Excerpt |
*-*-*

Had a good talk this evening with Newsday reporter, Sarah Crichton, who I believe might well have been “Miss Peanut Australia” not long ago. We talked about the latest unfortunate episode in the unfolding saga of what amounts to a food safety train wreck.
An outbreak that has sickened over 500 and killed eight now has the “Hartford Casualty Insurance Co…. in court filings … seek[ing] to limit its liability against a likely deluge of lawsuits” against its insured, Peanut Corporation of America. “[This as even] more companies yesterday added products to a recall list that now exceeds 1,100 items – making this outbreak the cause of one of the biggest recalls in U.S. history.” Well, back to my clients’ suit:
Gabrielle and Daryl Meunier, parents of Christopher Meunier, 7, of South Burlington, Vt., last week filed a lawsuit against PCA after the child became ill with a fever, vomiting and diarrhea on Nov. 25. During a five-day hospital stay, tests confirmed the 7-year-old had been infected with Salmonella Typhimurium, the strain later sourced to the Georgia plant. The boy is still recovering. The lawsuit filed in the U.S. District Court for the Middle District of Georgia alleges he became ill after eating Kellogg’s Austin peanut butter crackers. Attorney Bill Marler said Kellogg was added as a defendant after it had become clear PCA’s assets and limited insurance coverage of between $28 million to $31 million would be insufficient once all legal action had been launched. "Kellogg also shares liability with PCA because Kellogg is a manufacturer of crackers that have sickened people in this outbreak," said Marler, a Seattle attorney with 15 years of experience in food-borne illness cases.
Now, back to the Declaratory Judgment action – Boy, I sure hope the Hartford Insurance Company and its minions at the Law Firm of Kramon and Graham of Baltimore have a great document retention policy. I hope they are saving all of the documents and emails that support filing such an action against an insured facing Bankruptcy and a criminal investigation. What a great company the Hartford must be – “let’s figure out a way to try and deny over 500 sick people and the families of eight dead fair compensation.”
Since I know the Hartford is an avid reader of my blog – consider this notice.

*-*-*

Given data |
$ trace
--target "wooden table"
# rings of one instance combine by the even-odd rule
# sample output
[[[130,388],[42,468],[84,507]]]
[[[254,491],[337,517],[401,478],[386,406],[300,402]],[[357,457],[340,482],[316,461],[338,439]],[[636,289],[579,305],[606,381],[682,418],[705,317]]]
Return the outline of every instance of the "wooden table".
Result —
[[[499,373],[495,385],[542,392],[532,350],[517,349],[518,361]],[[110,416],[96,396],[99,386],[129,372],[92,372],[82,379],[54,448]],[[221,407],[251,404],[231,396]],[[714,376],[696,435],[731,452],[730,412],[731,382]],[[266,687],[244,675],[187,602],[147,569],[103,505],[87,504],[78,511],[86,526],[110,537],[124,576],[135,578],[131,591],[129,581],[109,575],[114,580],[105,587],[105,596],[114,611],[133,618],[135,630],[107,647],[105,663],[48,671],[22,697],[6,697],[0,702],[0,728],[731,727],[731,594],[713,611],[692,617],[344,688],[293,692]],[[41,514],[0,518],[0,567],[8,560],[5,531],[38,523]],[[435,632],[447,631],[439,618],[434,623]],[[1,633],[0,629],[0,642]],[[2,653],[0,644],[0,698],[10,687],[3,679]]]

*-*-*

Task |
Revise the stretch of the blog post from "Had a good talk" through "safety train wreck." so that "journalist" takes the place of "reporter". Answer using only the blog post.

Task solution |
Had a good talk this evening with Newsday journalist, Sarah Crichton, who I believe might well have been “Miss Peanut Australia” not long ago. We talked about the latest unfortunate episode in the unfolding saga of what amounts to a food safety train wreck.